■ Tugas 1 ■
Ringkaslah paragraf dalam teks tentang pencarian pemimpin yang diawali "Bicara tentang pencarian pemimpin" menjadi daftar butir. Pertahankan fakta-fakta pokoknya.

■ Blok Teks ■
Jumat, 26 Juni 2009

Getsemani


Seiring bergaungnya demokrasi di negeri ini, sejak Juni 2005, proses pemilihan kepala daerah (pilkada) berlangsung dengan marak di hampir seluruh provinsi di Indonesia. Tahun ini tercatat lebih dari 30 pilkada tingkat provinsi, kabupaten dan kota yang dijadwalkan berlangsung tahun ini. Belum lagi kalau tahun 2009 sebagai tahun pemilihan presiden (pilpres), lengkap sudah kita nobatkan masa-masa ini sebagai masa pencarian pemimpin.
Bicara tentang pencarian pemimpin, kriteria apa yang kita cari dari seorang pemimpin? Kepandaiankah, kekayaan, atau kecakapan dan kemampuan sosial? John C Maxwell pernah mengatakan, kepemimpinan dimulai dari dalam diri sendiri. Orang yang mampu menguasai diri sendiri barulah bisa dan mampu menguasai orang lain. Smith menambahkan, pemimpin yang baik adalah pemimpin yang mengasihi pengikutnya dan mampu memunculkan yang terbaik dari diri pengikutnya.
Bagaimanakah potret pemimpin yang mampu menguasai diri sendiri? Menjelang masa Paskah ini, penulis mengajak kita semua untuk meneladani potret sejarah dalam diri Yesus Kristus yang mampu mengalahkan diri sendiri untuk mendatangkan yang terbaik dari diri pengikut-Nya.

■ Catatan untuk Diolah ■
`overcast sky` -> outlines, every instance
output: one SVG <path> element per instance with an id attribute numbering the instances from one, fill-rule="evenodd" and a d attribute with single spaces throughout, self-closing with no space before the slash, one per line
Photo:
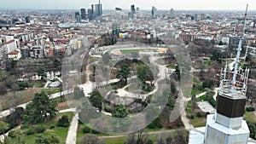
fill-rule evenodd
<path id="1" fill-rule="evenodd" d="M 90 8 L 90 4 L 98 0 L 0 0 L 0 9 L 79 9 Z M 158 9 L 239 9 L 256 10 L 256 0 L 102 0 L 102 7 L 113 9 L 116 7 L 129 9 L 135 4 L 141 9 L 150 9 L 155 6 Z"/>

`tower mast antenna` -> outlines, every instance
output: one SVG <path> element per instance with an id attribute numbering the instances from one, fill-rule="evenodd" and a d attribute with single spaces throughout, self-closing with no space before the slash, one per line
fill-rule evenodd
<path id="1" fill-rule="evenodd" d="M 246 13 L 244 14 L 244 24 L 243 24 L 243 35 L 246 34 L 246 23 L 247 23 L 247 16 L 248 4 L 247 4 Z"/>

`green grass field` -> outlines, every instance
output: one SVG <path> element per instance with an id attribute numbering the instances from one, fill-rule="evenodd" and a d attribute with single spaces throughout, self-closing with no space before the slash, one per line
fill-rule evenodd
<path id="1" fill-rule="evenodd" d="M 46 129 L 46 130 L 43 133 L 41 133 L 43 135 L 49 135 L 49 132 L 53 132 L 55 133 L 61 140 L 61 144 L 65 144 L 66 143 L 66 138 L 67 136 L 67 131 L 68 131 L 68 127 L 63 128 L 63 127 L 58 127 L 56 126 L 56 123 L 59 118 L 61 118 L 63 115 L 67 115 L 68 117 L 69 121 L 72 120 L 72 118 L 73 116 L 73 112 L 63 112 L 63 113 L 58 113 L 56 117 L 51 120 L 49 120 L 47 123 L 43 123 L 43 124 L 34 124 L 34 126 L 43 126 Z M 50 126 L 55 125 L 55 128 L 49 129 Z M 25 132 L 26 130 L 22 130 L 21 131 Z M 37 137 L 38 134 L 33 134 L 31 135 L 26 135 L 24 134 L 24 139 L 26 143 L 27 144 L 33 144 L 35 143 L 35 138 Z M 11 143 L 15 143 L 16 139 L 12 138 L 10 139 Z"/>
<path id="2" fill-rule="evenodd" d="M 122 54 L 131 54 L 131 53 L 139 53 L 140 49 L 122 49 L 120 52 Z"/>

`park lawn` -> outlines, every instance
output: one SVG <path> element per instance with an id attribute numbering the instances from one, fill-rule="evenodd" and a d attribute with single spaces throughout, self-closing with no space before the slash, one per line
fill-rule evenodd
<path id="1" fill-rule="evenodd" d="M 41 92 L 44 92 L 45 94 L 55 94 L 55 93 L 58 93 L 60 92 L 60 89 L 59 88 L 54 88 L 54 89 L 42 89 Z"/>
<path id="2" fill-rule="evenodd" d="M 205 117 L 196 117 L 195 114 L 194 114 L 194 118 L 190 118 L 189 119 L 191 122 L 191 124 L 195 127 L 202 127 L 202 126 L 206 126 L 206 123 L 207 123 L 207 118 Z"/>
<path id="3" fill-rule="evenodd" d="M 155 127 L 154 129 L 149 129 L 149 128 L 146 127 L 145 130 L 148 132 L 154 132 L 154 131 L 160 131 L 163 129 L 160 129 L 160 128 L 158 128 L 158 127 Z"/>
<path id="4" fill-rule="evenodd" d="M 139 53 L 140 49 L 122 49 L 120 52 L 122 54 L 131 54 L 131 53 Z"/>
<path id="5" fill-rule="evenodd" d="M 207 98 L 206 95 L 202 95 L 202 96 L 200 96 L 197 98 L 197 101 L 207 101 Z"/>
<path id="6" fill-rule="evenodd" d="M 197 84 L 201 84 L 201 82 L 200 82 L 195 76 L 193 77 L 193 83 Z"/>
<path id="7" fill-rule="evenodd" d="M 63 115 L 67 115 L 68 117 L 68 120 L 69 122 L 71 122 L 73 113 L 71 112 L 63 112 L 63 113 L 57 113 L 56 117 L 54 118 L 53 119 L 49 120 L 47 123 L 42 123 L 42 124 L 34 124 L 33 126 L 44 126 L 45 128 L 45 131 L 41 133 L 43 135 L 49 135 L 49 132 L 53 132 L 55 133 L 61 140 L 61 144 L 65 144 L 66 143 L 66 138 L 67 136 L 67 131 L 68 131 L 68 127 L 58 127 L 56 126 L 56 123 L 59 120 L 59 118 L 61 118 Z M 49 129 L 50 126 L 55 125 L 55 128 L 53 129 Z M 26 130 L 24 130 L 22 131 L 26 131 Z M 31 135 L 27 135 L 26 134 L 24 134 L 24 138 L 25 138 L 25 141 L 28 144 L 30 143 L 34 143 L 35 142 L 35 139 L 37 137 L 37 135 L 38 134 L 33 134 Z M 11 141 L 12 143 L 15 142 L 15 138 L 12 138 Z"/>
<path id="8" fill-rule="evenodd" d="M 103 140 L 107 144 L 122 144 L 125 141 L 125 137 L 106 138 Z"/>
<path id="9" fill-rule="evenodd" d="M 167 65 L 166 67 L 169 68 L 169 69 L 175 70 L 176 69 L 176 65 Z"/>
<path id="10" fill-rule="evenodd" d="M 243 115 L 243 118 L 246 121 L 248 122 L 252 122 L 252 123 L 255 123 L 256 122 L 256 116 L 253 113 L 253 112 L 245 112 L 244 115 Z"/>
<path id="11" fill-rule="evenodd" d="M 34 88 L 42 88 L 45 84 L 45 82 L 43 82 L 41 80 L 34 81 L 33 82 L 33 87 Z"/>
<path id="12" fill-rule="evenodd" d="M 196 127 L 201 127 L 206 125 L 207 118 L 202 117 L 197 117 L 196 112 L 192 111 L 192 101 L 189 101 L 187 103 L 187 108 L 186 108 L 186 113 L 187 115 L 193 114 L 194 118 L 189 118 L 191 124 L 196 128 Z"/>

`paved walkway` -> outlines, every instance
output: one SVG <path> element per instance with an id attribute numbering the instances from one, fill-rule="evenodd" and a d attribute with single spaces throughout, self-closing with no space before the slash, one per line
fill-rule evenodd
<path id="1" fill-rule="evenodd" d="M 75 144 L 77 141 L 77 130 L 79 126 L 79 113 L 76 113 L 70 123 L 66 139 L 66 144 Z"/>

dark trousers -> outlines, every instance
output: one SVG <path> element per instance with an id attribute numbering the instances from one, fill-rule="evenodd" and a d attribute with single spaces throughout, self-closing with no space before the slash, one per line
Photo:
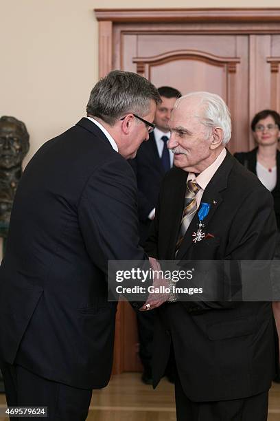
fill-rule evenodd
<path id="1" fill-rule="evenodd" d="M 20 365 L 1 366 L 9 407 L 47 407 L 48 421 L 84 421 L 92 390 L 72 387 L 40 377 Z M 11 421 L 22 418 L 12 418 Z M 34 420 L 25 418 L 25 420 Z"/>
<path id="2" fill-rule="evenodd" d="M 266 421 L 268 418 L 268 391 L 244 399 L 193 402 L 176 375 L 175 398 L 177 421 Z"/>

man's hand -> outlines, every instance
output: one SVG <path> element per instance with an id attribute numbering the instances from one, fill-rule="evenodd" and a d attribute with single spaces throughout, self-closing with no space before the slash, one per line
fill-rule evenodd
<path id="1" fill-rule="evenodd" d="M 154 283 L 152 286 L 154 287 L 154 289 L 161 288 L 161 290 L 163 292 L 150 294 L 147 301 L 139 309 L 141 312 L 152 310 L 156 307 L 159 307 L 161 305 L 161 304 L 165 303 L 169 298 L 169 294 L 165 292 L 166 288 L 169 288 L 168 282 L 164 278 L 161 277 L 161 274 L 159 273 L 159 272 L 161 270 L 161 265 L 156 259 L 154 259 L 154 257 L 149 257 L 149 261 L 152 269 L 154 271 L 156 271 L 154 272 Z"/>

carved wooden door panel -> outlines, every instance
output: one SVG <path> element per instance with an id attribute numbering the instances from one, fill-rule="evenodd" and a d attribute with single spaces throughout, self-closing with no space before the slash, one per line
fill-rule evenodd
<path id="1" fill-rule="evenodd" d="M 95 10 L 100 76 L 138 72 L 184 94 L 210 91 L 231 110 L 232 152 L 254 147 L 250 122 L 265 108 L 280 112 L 280 9 Z M 114 372 L 141 369 L 134 311 L 119 305 Z"/>

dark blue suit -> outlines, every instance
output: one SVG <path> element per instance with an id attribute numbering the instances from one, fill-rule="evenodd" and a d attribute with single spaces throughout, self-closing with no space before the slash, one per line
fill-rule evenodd
<path id="1" fill-rule="evenodd" d="M 117 303 L 107 261 L 143 259 L 137 185 L 126 160 L 82 118 L 24 171 L 0 269 L 0 360 L 80 388 L 108 383 Z"/>

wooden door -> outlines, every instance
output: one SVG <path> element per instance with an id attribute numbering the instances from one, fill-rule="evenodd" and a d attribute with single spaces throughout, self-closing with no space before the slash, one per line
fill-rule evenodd
<path id="1" fill-rule="evenodd" d="M 209 91 L 228 105 L 232 152 L 254 146 L 250 121 L 280 112 L 280 9 L 100 10 L 100 76 L 137 72 L 183 94 Z M 135 314 L 119 305 L 115 371 L 141 369 Z"/>

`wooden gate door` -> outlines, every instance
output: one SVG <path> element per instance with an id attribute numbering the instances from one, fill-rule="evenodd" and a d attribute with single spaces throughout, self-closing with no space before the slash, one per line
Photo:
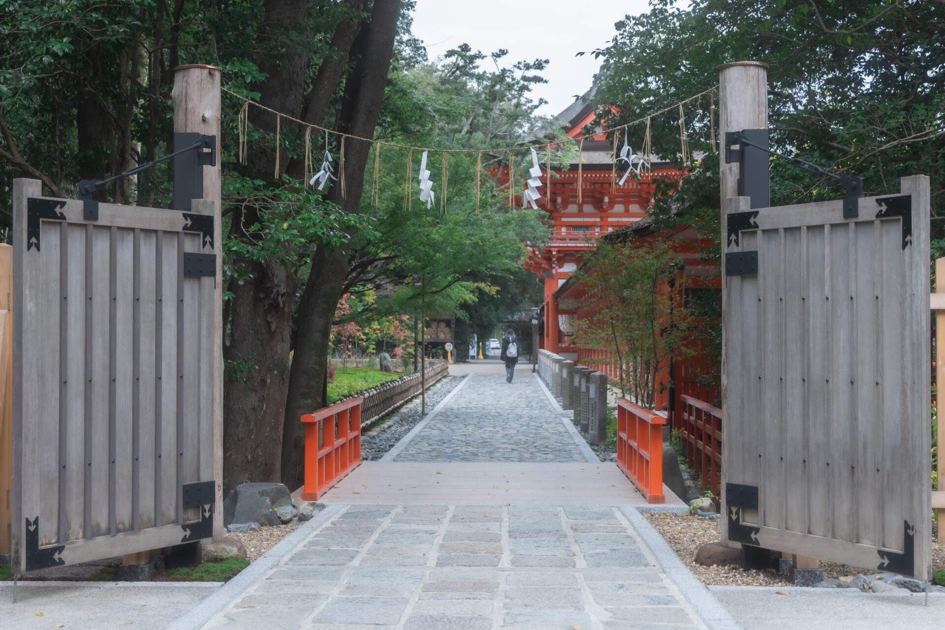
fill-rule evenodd
<path id="1" fill-rule="evenodd" d="M 927 579 L 929 179 L 729 200 L 723 539 Z"/>
<path id="2" fill-rule="evenodd" d="M 214 202 L 13 191 L 12 564 L 213 536 Z"/>

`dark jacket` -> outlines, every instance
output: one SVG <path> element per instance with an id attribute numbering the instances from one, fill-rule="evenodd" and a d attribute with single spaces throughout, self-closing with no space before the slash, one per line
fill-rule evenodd
<path id="1" fill-rule="evenodd" d="M 499 358 L 505 361 L 507 364 L 515 365 L 519 362 L 519 357 L 508 357 L 506 356 L 506 351 L 508 349 L 508 342 L 514 341 L 515 345 L 519 347 L 519 356 L 522 356 L 522 344 L 519 342 L 517 337 L 509 337 L 507 334 L 502 338 L 502 354 Z"/>

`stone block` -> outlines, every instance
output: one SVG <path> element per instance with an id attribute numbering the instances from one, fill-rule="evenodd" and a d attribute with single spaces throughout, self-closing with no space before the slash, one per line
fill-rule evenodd
<path id="1" fill-rule="evenodd" d="M 292 505 L 292 495 L 283 484 L 241 484 L 223 501 L 223 524 L 258 522 L 278 525 L 276 508 Z"/>
<path id="2" fill-rule="evenodd" d="M 703 567 L 737 565 L 742 560 L 742 550 L 726 547 L 721 542 L 708 542 L 696 550 L 696 564 Z"/>
<path id="3" fill-rule="evenodd" d="M 824 581 L 824 570 L 823 569 L 798 569 L 797 567 L 791 567 L 790 572 L 791 582 L 799 587 L 813 587 L 818 582 Z M 893 587 L 895 588 L 895 587 Z"/>
<path id="4" fill-rule="evenodd" d="M 600 444 L 607 439 L 607 374 L 593 372 L 588 383 L 588 441 Z"/>
<path id="5" fill-rule="evenodd" d="M 572 384 L 575 371 L 574 361 L 561 362 L 561 409 L 570 411 L 575 408 L 575 388 Z"/>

■ Tugas 2 ■
Salin ulang tanpa perubahan semua baris catatan, mulai dari baris yang memuat "dark blue suit -> outlines, every instance" sampai baris yang memuat "214 202 L 13", termasuk kedua baris tersebut. Gambar tidak perlu disertakan dalam jawaban.

■ Jawaban Lengkap 1 ■
- Ada pertanyaan tentang kriteria yang dicari dari seorang pemimpin: kepandaian, kekayaan, atau kecakapan dan kemampuan sosial.
- Menurut John C Maxwell, kepemimpinan dimulai dari dalam diri sendiri. Hanya orang yang mampu menguasai diri sendiri yang bisa dan mampu menguasai orang lain.
- Menurut Smith, pemimpin yang baik mengasihi pengikutnya dan mampu memunculkan yang terbaik dari diri pengikutnya.

■ Jawaban Lengkap 2 ■
dark blue suit -> outlines, every instance
output: one SVG <path> element per instance with an id attribute numbering the instances from one, fill-rule="evenodd" and a d attribute with single spaces throughout, self-closing with no space before the slash, one per line
fill-rule evenodd
<path id="1" fill-rule="evenodd" d="M 117 303 L 107 261 L 143 259 L 137 185 L 126 160 L 82 118 L 24 171 L 0 269 L 0 360 L 80 388 L 108 383 Z"/>

wooden door -> outlines, every instance
output: one SVG <path> element per instance with an id attribute numbering the instances from one, fill-rule="evenodd" and a d attribute with single spaces throughout, self-closing with no space before the slash, one per line
fill-rule evenodd
<path id="1" fill-rule="evenodd" d="M 209 91 L 228 105 L 232 152 L 254 146 L 250 121 L 280 112 L 280 9 L 100 10 L 100 76 L 137 72 L 183 94 Z M 135 314 L 119 305 L 115 371 L 141 369 Z"/>

`wooden gate door` -> outlines, every instance
output: one SVG <path> element per instance with an id attribute numbering the instances from one, fill-rule="evenodd" and a d attribute with single spaces throughout, self-closing with no space before the slash, one per line
Photo:
fill-rule evenodd
<path id="1" fill-rule="evenodd" d="M 927 579 L 929 179 L 729 200 L 723 539 Z"/>
<path id="2" fill-rule="evenodd" d="M 214 202 L 13 191 L 12 564 L 213 536 Z"/>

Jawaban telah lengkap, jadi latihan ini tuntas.